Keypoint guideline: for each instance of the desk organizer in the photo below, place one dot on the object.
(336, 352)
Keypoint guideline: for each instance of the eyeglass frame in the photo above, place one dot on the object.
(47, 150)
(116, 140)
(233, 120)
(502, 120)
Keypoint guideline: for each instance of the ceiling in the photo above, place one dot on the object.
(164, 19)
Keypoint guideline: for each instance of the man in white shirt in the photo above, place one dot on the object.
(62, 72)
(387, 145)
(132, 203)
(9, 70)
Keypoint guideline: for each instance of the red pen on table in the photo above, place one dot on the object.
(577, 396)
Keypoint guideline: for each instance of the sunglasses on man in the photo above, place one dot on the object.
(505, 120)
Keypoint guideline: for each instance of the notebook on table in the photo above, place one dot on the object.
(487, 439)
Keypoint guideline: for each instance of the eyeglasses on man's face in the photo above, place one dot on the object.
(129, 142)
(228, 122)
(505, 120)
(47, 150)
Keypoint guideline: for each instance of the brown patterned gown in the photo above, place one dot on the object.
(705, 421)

------------------------------------

Problem:
Copy out the data word for word, from the line that contains "Keypoint guideline: for each instance of the sunglasses" through the final line of the data, with both of those lines included.

Task output:
Keypoint guideline: for each instance of the sunglasses on man in the photo above, place one dot on the object.
(505, 120)
Keypoint guideline: for each instance of the notebook on table in the photo above, place one dot on the object.
(487, 439)
Keypoint guideline: for each instance of the eyeglasses on man's face in the photo above, place one dot on the object.
(129, 142)
(228, 122)
(505, 120)
(47, 150)
Keypoint guideline: for each instance of the brown patterned gown in the photo above, place one dot on the object.
(705, 421)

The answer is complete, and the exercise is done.